Entries in a dataset
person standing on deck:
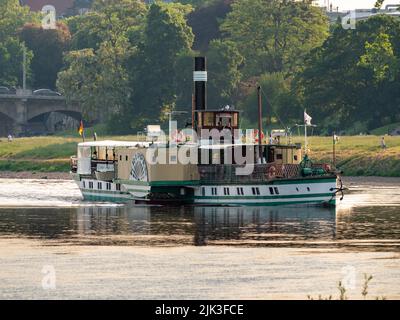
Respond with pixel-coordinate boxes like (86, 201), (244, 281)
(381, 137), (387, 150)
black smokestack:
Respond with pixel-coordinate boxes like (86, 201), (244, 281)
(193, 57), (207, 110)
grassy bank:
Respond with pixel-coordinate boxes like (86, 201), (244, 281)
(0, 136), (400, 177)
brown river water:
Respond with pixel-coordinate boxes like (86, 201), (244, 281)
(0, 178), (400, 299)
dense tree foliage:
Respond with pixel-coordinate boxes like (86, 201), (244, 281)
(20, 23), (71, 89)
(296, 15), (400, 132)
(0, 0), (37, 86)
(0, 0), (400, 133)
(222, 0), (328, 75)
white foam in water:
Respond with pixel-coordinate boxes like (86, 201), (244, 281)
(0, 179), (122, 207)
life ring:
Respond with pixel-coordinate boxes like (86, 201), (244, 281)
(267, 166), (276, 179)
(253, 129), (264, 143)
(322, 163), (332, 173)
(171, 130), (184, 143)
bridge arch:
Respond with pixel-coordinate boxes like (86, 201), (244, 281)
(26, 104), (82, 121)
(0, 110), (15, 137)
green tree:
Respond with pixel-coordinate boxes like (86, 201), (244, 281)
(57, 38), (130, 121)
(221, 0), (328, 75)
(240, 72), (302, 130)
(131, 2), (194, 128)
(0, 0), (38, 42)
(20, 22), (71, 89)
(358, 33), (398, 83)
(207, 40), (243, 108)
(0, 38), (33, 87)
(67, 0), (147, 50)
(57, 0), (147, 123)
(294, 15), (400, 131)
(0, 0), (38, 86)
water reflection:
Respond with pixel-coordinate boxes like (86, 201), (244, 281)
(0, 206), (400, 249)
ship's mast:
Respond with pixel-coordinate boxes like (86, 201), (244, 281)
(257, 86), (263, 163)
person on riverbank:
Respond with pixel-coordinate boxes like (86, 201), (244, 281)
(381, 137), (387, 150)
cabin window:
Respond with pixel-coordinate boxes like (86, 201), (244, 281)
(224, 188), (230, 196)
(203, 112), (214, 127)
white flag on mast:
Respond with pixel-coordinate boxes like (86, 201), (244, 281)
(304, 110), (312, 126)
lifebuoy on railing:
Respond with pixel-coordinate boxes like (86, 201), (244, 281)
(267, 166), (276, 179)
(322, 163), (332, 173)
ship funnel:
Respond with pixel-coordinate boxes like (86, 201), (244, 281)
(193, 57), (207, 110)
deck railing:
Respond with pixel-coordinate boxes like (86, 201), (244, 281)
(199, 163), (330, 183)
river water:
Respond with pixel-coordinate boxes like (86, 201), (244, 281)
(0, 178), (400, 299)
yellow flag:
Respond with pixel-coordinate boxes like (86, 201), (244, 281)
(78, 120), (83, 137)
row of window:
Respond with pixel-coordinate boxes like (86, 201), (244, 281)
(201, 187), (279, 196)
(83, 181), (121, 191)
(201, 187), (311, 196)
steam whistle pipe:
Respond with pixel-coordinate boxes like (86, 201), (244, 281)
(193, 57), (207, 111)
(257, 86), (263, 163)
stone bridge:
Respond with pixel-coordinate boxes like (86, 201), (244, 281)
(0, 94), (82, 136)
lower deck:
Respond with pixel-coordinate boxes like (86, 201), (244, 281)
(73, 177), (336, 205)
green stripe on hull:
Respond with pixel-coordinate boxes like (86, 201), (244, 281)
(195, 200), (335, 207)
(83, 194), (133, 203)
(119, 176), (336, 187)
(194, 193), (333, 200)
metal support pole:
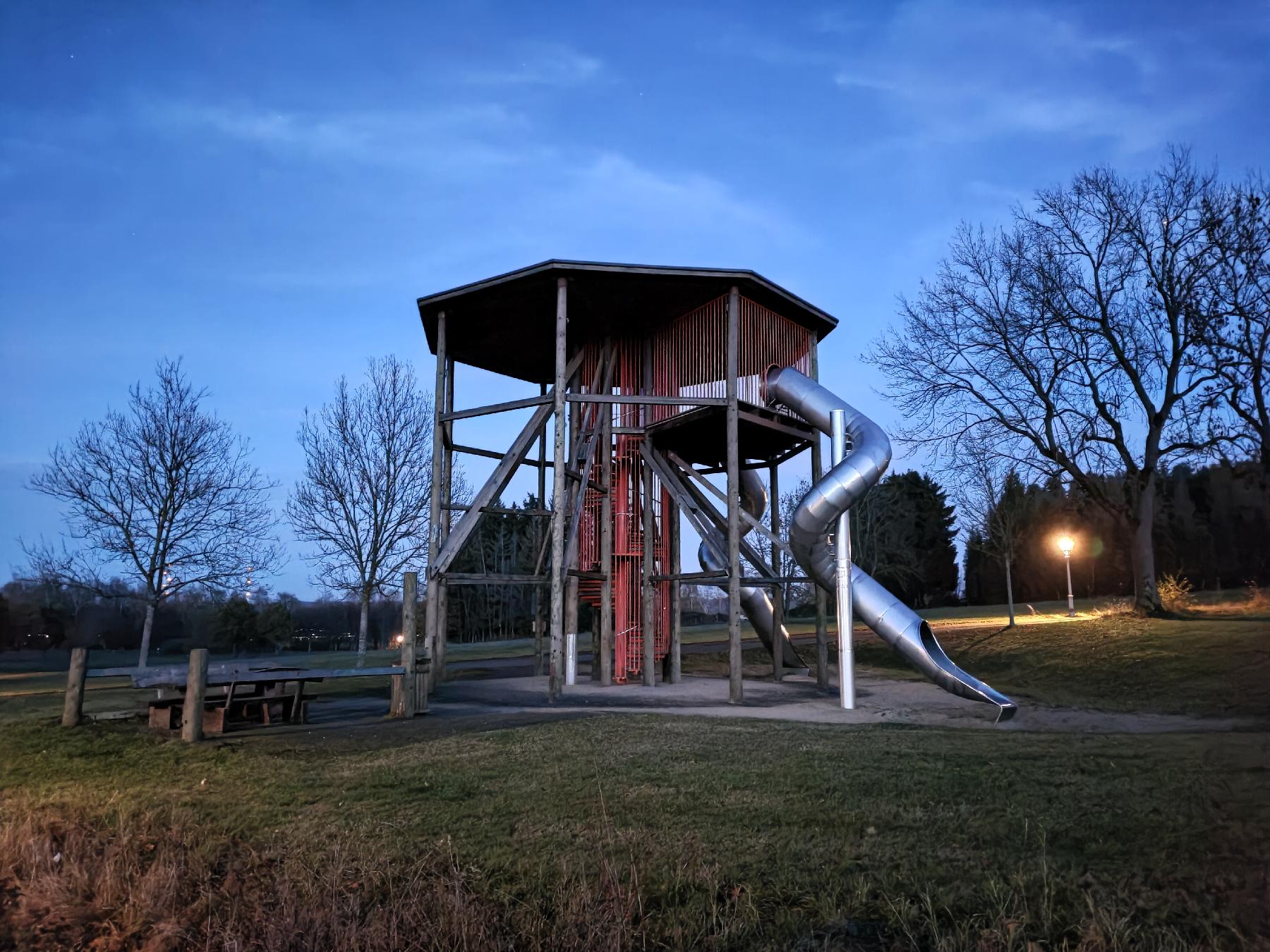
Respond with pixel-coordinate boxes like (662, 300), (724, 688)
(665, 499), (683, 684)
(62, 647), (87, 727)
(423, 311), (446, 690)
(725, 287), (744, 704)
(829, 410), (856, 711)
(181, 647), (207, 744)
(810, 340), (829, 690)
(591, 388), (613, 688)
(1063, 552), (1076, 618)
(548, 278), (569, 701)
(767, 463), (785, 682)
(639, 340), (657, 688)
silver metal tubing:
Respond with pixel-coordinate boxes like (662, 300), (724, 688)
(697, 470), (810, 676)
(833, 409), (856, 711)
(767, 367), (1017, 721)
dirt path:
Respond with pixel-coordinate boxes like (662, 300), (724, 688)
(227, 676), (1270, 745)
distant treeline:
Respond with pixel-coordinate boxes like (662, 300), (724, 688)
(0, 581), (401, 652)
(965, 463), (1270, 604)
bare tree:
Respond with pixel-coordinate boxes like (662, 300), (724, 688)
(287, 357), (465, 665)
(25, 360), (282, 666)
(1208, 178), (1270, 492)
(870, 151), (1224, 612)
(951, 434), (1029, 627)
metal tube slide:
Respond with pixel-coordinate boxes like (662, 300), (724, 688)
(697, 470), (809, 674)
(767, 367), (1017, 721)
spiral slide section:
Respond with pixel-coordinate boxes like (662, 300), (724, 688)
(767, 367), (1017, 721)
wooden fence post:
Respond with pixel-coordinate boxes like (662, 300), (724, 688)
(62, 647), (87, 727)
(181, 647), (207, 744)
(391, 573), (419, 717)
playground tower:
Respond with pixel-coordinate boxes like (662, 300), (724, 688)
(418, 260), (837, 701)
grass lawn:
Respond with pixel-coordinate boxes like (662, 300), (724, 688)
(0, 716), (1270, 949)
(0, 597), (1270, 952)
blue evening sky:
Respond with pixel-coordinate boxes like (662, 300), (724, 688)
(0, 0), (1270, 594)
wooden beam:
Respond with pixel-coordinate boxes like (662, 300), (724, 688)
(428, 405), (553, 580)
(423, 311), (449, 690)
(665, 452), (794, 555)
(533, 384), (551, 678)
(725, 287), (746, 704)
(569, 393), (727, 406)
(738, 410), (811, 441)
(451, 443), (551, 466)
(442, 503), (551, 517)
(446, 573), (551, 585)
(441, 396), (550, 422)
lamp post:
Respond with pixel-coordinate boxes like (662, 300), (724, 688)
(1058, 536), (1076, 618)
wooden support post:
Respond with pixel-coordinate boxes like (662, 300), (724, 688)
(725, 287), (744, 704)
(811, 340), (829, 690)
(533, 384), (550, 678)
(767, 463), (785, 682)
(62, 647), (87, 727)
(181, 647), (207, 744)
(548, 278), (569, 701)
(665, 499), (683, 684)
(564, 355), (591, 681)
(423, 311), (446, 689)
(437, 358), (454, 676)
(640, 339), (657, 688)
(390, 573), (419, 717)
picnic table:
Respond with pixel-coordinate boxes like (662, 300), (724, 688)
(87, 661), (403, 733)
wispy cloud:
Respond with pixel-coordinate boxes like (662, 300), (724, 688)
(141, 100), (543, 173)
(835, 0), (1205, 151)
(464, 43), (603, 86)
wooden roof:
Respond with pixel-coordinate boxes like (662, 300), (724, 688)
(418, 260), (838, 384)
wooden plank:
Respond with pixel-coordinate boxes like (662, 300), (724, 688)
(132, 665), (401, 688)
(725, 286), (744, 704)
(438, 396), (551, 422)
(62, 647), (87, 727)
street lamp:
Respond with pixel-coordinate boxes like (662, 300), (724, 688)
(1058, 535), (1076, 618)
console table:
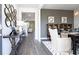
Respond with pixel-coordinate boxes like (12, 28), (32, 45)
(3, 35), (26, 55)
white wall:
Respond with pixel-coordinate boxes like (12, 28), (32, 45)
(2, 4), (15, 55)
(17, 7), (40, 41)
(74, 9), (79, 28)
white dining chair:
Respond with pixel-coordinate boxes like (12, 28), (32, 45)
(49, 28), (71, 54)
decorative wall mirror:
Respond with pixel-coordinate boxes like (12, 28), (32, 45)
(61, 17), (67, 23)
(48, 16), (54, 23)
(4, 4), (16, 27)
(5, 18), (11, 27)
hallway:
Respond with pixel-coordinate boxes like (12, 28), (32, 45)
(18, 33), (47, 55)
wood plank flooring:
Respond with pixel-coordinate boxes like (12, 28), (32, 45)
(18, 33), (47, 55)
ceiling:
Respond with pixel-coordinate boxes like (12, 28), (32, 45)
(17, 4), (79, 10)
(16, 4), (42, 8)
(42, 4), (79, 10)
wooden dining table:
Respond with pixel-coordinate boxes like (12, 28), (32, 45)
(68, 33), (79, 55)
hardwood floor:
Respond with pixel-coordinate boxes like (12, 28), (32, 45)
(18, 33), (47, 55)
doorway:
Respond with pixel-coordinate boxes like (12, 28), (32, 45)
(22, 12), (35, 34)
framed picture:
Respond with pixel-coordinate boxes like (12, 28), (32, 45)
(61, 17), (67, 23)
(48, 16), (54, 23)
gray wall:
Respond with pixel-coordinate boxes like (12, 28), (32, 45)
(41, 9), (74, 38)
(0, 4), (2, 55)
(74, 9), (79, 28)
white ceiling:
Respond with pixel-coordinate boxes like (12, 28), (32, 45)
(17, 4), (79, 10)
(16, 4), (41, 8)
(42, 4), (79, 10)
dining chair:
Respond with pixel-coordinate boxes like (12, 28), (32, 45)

Description of the task: Reproduce the lines from the line with "green stripe on" to the line with "(418, 260), (837, 701)", including both of those lines, character for character. Leave out the pictures.

Right answer:
green stripe on hull:
Respond with pixel-coordinate boxes like (86, 201), (244, 281)
(195, 200), (335, 207)
(83, 194), (133, 203)
(119, 176), (336, 187)
(194, 193), (333, 200)
metal support pole:
Respond with pixel-coordinate boxes like (662, 300), (724, 688)
(665, 499), (683, 684)
(62, 647), (87, 727)
(423, 311), (446, 690)
(725, 287), (744, 704)
(829, 410), (856, 711)
(181, 647), (207, 744)
(810, 340), (829, 690)
(591, 388), (613, 688)
(1063, 552), (1076, 618)
(548, 278), (569, 701)
(767, 463), (785, 682)
(639, 340), (657, 688)
silver metal tubing:
Respond with pixel-coordinate boxes like (662, 300), (724, 688)
(697, 470), (810, 676)
(833, 409), (856, 711)
(767, 367), (1017, 721)
dirt path:
Respond with pixel-coordinate boxes like (662, 300), (724, 688)
(227, 676), (1270, 745)
distant treeline:
Respond with pixel-coordinate boxes like (662, 300), (724, 688)
(0, 581), (401, 652)
(965, 463), (1270, 604)
bare tree:
Respond with pixel-coordinate boxes like (662, 300), (724, 688)
(287, 357), (465, 665)
(25, 360), (282, 666)
(1208, 178), (1270, 492)
(870, 151), (1224, 612)
(951, 434), (1029, 627)
metal tube slide:
Respond with pixel-coordinate boxes like (662, 300), (724, 688)
(697, 470), (809, 674)
(767, 367), (1017, 721)
spiral slide section:
Respond with pixel-coordinate boxes like (662, 300), (724, 688)
(767, 367), (1017, 721)
wooden fence post:
Respond with pixel-coordinate boxes like (662, 300), (724, 688)
(62, 647), (87, 727)
(181, 647), (207, 744)
(391, 573), (419, 717)
playground tower:
Respond with pixel-coordinate boxes like (662, 300), (724, 688)
(418, 260), (837, 701)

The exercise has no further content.